___ Input records ___
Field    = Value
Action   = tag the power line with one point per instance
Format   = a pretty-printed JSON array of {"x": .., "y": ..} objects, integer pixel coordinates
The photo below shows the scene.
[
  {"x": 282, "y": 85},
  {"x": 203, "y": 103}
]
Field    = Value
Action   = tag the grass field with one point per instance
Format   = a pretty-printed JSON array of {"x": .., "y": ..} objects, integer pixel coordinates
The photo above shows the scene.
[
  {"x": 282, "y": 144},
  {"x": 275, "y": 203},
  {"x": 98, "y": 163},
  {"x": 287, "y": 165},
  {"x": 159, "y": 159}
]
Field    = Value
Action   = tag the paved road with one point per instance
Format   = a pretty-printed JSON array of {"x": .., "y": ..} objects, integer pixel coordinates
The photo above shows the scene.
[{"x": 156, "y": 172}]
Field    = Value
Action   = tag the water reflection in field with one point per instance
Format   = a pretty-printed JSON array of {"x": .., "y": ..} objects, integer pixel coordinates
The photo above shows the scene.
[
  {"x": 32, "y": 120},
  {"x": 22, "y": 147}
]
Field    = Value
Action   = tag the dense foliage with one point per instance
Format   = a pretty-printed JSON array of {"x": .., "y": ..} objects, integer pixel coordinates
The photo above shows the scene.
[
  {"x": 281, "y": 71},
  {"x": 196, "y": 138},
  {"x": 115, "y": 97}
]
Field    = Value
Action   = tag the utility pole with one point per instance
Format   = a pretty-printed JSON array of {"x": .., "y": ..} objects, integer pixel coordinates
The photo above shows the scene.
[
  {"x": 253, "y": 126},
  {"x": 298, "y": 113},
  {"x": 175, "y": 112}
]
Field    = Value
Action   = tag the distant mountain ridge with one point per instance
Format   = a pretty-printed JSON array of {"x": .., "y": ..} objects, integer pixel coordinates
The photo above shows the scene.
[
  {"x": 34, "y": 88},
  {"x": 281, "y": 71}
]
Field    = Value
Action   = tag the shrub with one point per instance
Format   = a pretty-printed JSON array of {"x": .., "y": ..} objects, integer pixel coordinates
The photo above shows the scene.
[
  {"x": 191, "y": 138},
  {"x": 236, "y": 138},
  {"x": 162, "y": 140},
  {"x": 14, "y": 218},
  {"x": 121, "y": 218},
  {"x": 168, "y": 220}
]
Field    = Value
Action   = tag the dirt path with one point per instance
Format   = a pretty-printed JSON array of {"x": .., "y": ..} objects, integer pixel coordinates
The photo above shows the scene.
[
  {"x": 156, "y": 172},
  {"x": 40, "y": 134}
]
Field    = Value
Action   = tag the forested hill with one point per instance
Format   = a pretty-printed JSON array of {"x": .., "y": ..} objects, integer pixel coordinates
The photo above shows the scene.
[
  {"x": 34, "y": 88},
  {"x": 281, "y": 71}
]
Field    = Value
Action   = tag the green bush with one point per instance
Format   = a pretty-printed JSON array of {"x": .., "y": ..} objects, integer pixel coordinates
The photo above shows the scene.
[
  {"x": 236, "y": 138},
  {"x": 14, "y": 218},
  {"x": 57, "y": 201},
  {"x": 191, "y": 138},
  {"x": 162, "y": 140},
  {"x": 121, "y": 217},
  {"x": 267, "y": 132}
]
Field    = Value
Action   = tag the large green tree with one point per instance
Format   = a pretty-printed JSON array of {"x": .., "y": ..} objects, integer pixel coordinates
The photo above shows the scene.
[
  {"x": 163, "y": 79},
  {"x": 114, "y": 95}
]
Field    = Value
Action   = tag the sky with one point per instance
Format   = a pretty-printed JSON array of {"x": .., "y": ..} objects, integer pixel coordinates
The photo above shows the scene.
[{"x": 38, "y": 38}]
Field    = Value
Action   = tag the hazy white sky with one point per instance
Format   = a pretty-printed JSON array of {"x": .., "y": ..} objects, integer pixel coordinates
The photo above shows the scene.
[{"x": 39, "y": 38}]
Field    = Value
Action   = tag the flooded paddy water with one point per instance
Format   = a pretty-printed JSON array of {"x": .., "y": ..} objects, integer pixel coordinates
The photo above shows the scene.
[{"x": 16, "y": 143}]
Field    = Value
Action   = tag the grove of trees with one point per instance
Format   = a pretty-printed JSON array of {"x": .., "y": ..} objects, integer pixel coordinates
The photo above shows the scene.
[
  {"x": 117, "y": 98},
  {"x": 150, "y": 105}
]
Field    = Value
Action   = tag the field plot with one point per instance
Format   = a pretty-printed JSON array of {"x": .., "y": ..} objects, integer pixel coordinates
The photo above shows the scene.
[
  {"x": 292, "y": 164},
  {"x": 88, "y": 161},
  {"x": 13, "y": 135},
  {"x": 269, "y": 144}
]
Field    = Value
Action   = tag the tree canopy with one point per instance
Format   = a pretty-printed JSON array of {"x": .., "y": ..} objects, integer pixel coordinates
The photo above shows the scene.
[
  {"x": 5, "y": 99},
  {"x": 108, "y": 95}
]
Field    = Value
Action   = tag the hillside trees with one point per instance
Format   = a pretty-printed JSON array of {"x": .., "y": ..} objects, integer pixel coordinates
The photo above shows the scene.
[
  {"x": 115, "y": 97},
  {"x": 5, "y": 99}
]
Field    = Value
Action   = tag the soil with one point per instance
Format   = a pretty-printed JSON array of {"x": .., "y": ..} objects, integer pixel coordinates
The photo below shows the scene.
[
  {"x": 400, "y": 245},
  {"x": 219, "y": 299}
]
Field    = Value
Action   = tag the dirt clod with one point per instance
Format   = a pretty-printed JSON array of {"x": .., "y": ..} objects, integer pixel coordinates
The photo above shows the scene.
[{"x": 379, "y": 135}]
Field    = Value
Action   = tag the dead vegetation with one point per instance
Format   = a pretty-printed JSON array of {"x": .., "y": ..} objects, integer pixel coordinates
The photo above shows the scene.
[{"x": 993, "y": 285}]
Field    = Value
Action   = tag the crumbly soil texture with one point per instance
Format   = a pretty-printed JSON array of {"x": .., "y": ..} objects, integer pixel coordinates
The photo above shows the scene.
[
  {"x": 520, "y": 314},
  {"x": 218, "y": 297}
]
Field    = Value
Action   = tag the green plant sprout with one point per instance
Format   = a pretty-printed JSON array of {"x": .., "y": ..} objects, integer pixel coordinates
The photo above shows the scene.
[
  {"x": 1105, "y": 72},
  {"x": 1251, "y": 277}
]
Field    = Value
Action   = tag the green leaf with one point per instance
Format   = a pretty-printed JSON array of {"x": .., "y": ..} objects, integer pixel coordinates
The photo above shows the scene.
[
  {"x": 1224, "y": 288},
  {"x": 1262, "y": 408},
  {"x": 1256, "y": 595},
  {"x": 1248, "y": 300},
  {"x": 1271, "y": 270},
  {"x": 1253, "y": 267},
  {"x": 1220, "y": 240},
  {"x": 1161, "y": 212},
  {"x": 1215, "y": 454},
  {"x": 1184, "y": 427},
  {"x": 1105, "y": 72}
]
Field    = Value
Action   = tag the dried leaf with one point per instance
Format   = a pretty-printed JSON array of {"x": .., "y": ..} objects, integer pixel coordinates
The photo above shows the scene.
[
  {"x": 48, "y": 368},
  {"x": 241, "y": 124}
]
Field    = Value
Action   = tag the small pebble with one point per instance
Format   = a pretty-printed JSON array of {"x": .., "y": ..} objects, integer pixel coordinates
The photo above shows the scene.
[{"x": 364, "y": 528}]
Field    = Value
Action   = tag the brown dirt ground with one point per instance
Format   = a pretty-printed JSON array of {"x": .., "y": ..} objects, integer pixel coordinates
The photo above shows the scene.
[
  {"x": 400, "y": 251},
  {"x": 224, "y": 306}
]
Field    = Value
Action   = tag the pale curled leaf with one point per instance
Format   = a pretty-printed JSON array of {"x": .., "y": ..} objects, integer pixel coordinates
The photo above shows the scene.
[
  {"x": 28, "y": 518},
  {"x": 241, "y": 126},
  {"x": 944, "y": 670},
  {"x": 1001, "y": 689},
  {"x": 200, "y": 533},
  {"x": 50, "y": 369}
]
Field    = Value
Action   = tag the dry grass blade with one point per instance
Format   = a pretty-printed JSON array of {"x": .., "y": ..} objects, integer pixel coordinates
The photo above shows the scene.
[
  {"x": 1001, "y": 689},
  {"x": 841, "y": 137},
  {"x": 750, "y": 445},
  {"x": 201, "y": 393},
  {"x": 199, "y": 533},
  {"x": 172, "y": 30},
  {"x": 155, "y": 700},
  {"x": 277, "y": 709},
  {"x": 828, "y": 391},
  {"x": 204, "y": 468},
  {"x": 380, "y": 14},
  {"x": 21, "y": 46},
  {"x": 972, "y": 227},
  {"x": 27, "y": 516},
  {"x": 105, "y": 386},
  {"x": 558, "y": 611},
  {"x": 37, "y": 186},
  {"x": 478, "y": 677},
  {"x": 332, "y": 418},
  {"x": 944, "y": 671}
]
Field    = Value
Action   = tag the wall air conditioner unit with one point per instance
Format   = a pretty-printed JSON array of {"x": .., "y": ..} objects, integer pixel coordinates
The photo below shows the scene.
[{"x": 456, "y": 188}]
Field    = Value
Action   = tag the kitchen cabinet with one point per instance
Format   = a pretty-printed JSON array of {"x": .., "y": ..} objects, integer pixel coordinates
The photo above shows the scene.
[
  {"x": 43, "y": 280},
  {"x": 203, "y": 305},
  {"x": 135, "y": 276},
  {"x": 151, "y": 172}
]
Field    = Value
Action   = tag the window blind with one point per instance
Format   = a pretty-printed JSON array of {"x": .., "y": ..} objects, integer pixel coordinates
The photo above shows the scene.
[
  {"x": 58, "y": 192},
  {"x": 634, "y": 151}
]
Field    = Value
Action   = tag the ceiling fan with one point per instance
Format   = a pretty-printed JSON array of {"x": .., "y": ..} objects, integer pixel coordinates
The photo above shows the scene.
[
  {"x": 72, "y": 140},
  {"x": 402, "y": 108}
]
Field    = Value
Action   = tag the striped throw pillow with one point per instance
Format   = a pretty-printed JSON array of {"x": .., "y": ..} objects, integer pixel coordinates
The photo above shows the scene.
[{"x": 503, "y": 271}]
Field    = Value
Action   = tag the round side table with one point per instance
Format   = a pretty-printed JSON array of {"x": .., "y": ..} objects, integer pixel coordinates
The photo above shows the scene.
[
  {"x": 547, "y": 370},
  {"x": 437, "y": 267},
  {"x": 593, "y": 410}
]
___
Which lines of the records above hold the word "soil"? Copy each of them.

◆ Output for this exercise
Action   = tag the soil with one point per instance
Action   = tag the crumbly soil texture with one point per instance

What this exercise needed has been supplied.